PROBLEM TO WORK ON → Copy each of the lines below word for word, keeping their order and punctuation unchanged.

RECORD SET →
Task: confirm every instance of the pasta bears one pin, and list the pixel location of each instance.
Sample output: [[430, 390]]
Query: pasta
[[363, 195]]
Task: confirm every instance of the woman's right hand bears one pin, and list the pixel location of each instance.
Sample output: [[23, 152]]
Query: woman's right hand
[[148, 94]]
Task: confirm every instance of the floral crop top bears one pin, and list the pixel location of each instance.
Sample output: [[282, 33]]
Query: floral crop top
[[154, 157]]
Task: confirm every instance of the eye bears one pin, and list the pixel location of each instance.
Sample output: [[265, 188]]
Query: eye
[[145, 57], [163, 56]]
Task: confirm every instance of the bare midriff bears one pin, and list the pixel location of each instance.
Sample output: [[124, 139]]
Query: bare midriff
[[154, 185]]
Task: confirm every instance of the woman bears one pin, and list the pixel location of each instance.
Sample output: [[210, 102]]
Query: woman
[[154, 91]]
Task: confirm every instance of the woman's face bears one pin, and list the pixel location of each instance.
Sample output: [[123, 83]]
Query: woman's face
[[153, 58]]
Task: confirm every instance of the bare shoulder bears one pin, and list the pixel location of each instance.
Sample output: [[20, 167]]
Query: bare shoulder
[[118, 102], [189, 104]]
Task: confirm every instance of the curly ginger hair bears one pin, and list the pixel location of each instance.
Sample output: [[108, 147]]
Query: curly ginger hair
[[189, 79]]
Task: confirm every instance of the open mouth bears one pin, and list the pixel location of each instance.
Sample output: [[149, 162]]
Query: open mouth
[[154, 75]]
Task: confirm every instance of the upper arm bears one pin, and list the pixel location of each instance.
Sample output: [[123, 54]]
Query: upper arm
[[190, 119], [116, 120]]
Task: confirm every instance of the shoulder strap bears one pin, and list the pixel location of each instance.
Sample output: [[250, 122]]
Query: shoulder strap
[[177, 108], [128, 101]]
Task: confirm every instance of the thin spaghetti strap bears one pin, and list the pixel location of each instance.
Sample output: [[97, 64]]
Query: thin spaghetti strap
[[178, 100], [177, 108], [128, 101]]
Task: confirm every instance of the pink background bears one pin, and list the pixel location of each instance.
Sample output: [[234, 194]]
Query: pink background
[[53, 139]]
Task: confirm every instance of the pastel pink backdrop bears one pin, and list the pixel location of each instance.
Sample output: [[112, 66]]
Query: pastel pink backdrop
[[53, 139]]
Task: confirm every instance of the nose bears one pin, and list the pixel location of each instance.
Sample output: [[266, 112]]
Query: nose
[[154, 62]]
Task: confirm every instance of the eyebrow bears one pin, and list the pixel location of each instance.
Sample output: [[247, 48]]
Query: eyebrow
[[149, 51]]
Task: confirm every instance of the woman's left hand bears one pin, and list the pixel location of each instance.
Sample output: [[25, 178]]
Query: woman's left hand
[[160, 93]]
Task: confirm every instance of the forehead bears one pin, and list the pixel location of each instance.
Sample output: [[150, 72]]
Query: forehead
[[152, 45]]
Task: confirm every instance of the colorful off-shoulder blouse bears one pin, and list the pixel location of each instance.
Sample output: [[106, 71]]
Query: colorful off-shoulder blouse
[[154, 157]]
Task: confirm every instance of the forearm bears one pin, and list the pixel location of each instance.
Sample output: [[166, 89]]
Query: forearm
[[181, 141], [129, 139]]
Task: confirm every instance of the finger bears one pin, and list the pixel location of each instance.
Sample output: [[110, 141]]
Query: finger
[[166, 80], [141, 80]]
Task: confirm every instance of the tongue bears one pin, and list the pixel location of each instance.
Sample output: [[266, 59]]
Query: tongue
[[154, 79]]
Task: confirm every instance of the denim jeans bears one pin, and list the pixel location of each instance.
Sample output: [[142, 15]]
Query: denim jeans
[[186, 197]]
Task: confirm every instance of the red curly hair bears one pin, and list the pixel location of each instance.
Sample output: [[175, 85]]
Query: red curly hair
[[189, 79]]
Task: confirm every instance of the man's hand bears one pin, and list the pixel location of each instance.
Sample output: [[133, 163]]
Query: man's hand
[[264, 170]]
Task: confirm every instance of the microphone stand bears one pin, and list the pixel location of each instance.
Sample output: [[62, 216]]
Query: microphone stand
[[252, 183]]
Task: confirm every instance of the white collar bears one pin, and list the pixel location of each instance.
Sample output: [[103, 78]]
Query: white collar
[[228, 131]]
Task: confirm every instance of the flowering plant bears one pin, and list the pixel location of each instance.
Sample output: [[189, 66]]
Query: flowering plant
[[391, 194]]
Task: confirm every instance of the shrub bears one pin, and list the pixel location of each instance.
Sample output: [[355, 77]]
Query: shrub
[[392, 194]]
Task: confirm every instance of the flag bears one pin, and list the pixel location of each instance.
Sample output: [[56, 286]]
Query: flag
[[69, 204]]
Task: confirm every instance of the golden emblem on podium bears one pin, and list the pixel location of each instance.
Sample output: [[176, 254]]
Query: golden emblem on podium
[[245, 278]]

FINAL ANSWER →
Task: confirm every instance of the pasta bears one pin, and list the pixel location of each instance.
Sample output: [[430, 390]]
Query: pasta
[[363, 195]]
Task: confirm every instance of the woman's right hand bears one pin, and list the pixel location of each instance.
Sample output: [[23, 152]]
Query: woman's right hand
[[148, 94]]
Task: confirm every instance of the floral crop top bears one pin, and list the pixel location of each instance.
Sample output: [[282, 33]]
Query: floral crop top
[[154, 157]]
Task: confirm every instance of the eye bears one pin, and list the pixel location of each instance.
Sample output: [[265, 188]]
Query: eye
[[145, 57], [163, 56]]
Task: confirm every instance of the bare midriff bears one pin, and list the pixel location of each instance.
Sample output: [[124, 139]]
Query: bare midriff
[[154, 185]]
Task: confirm every instance of the woman bears one pin, and list the pixel location of each instance.
Sample output: [[210, 102]]
Query: woman
[[154, 91]]
Task: confirm every instance of the woman's face bears one pin, and list the pixel location of each instance.
Sample output: [[123, 83]]
Query: woman's face
[[153, 58]]
Task: confirm every instance of the bare shoulder bears one pin, and list the pixel location of each instance.
Sample output: [[20, 167]]
Query: bare shoulder
[[118, 102], [189, 104]]
Task: confirm every instance of the curly ginger hair bears one pin, and list the pixel location of each instance.
Sample output: [[108, 147]]
Query: curly ginger hair
[[189, 79]]
Task: confirm every instance of the open mouth bears one pin, and list the pixel location of each instance.
Sample output: [[149, 162]]
Query: open mouth
[[154, 75]]
Task: confirm every instance of the upper arm bears one pin, and list the pixel location of each instance.
Sample output: [[123, 54]]
Query: upper arm
[[190, 119], [116, 120]]
Task: confirm every instance of the shoulder strap bears one pin, and list the pixel location of each instance.
Sample output: [[250, 122]]
Query: shoulder strap
[[177, 108], [128, 101]]
Task: confirm every instance of the thin spaghetti strap bears one pin, and list the pixel location of each instance.
Sample output: [[97, 64]]
Query: thin spaghetti strap
[[178, 100], [177, 108], [128, 101]]
Task: confirm every instance of the pink background bears one pin, and list the pixel location of each instance.
Sample output: [[234, 194]]
Query: pink background
[[53, 139]]
Task: confirm every instance of the pastel pink backdrop bears one pin, and list the pixel location of each instance.
Sample output: [[112, 66]]
Query: pastel pink backdrop
[[53, 139]]
Task: confirm every instance of the nose bears one pin, and list the pixel location of each instance.
Sample output: [[266, 112]]
Query: nose
[[154, 62]]
Task: confirm every instance of the eyebrow bears one pin, and list the pixel location of each instance.
Sample output: [[247, 48]]
Query: eyebrow
[[149, 51]]
Task: confirm every instance of the woman's left hand bears one pin, and list the pixel location of each instance.
Sample output: [[25, 178]]
Query: woman's left hand
[[160, 93]]
Task: confirm every instance of the forehead bears one pin, and list the pixel location of each instance.
Sample output: [[150, 72]]
Query: forehead
[[152, 45]]
Task: confirm every instance of the colorful off-shoulder blouse bears one pin, and list the pixel location of each instance.
Sample output: [[106, 71]]
Query: colorful off-shoulder blouse
[[154, 157]]
Task: confirm every instance of the forearm bears one pin, and list the pixel location of each instance.
Sample output: [[166, 89]]
Query: forearm
[[181, 141], [129, 139]]
Task: confirm every instance of the finger bears one pin, and list the pixel location of each instance.
Sample output: [[110, 141]]
Query: finger
[[166, 80], [141, 80]]
Task: confirm every instance of the tongue bears one pin, and list the pixel location of each instance.
Sample output: [[266, 59]]
Query: tongue
[[154, 79]]
Task: confirm every instance of the denim jeans bears one pin, and list the pixel location of each instance.
Sample output: [[142, 15]]
Query: denim jeans
[[186, 197]]
Task: confirm every instance of the red curly hair bears one pin, and list the pixel location of each instance.
Sample output: [[175, 85]]
Query: red curly hair
[[189, 79]]
Task: confirm every instance of the man's hand bears one pin, and list the pixel location of each instance.
Sample output: [[133, 163]]
Query: man's hand
[[264, 170]]
Task: confirm every instance of the microphone stand bears one pin, and list the pixel location of each instance.
Sample output: [[62, 216]]
Query: microphone stand
[[252, 183]]
Task: confirm every instance of the white collar bears one pin, and list the pixel location of each instance.
Sample output: [[103, 78]]
Query: white collar
[[228, 131]]
Task: confirm every instance of the flowering plant bears one pin, and list the pixel location of each instance.
Sample output: [[189, 66]]
Query: flowering plant
[[391, 194]]
Task: confirm every instance of the shrub bears one pin, and list the pixel location of each instance.
Sample output: [[355, 77]]
Query: shrub
[[392, 194]]
Task: confirm every instance of the flag bears one pin, and list the pixel location of each instance.
Sample output: [[56, 286]]
Query: flag
[[69, 204]]
Task: confirm every instance of the golden emblem on podium bears one pin, and list the pixel location of each instance.
Sample output: [[176, 254]]
Query: golden emblem on podium
[[245, 278]]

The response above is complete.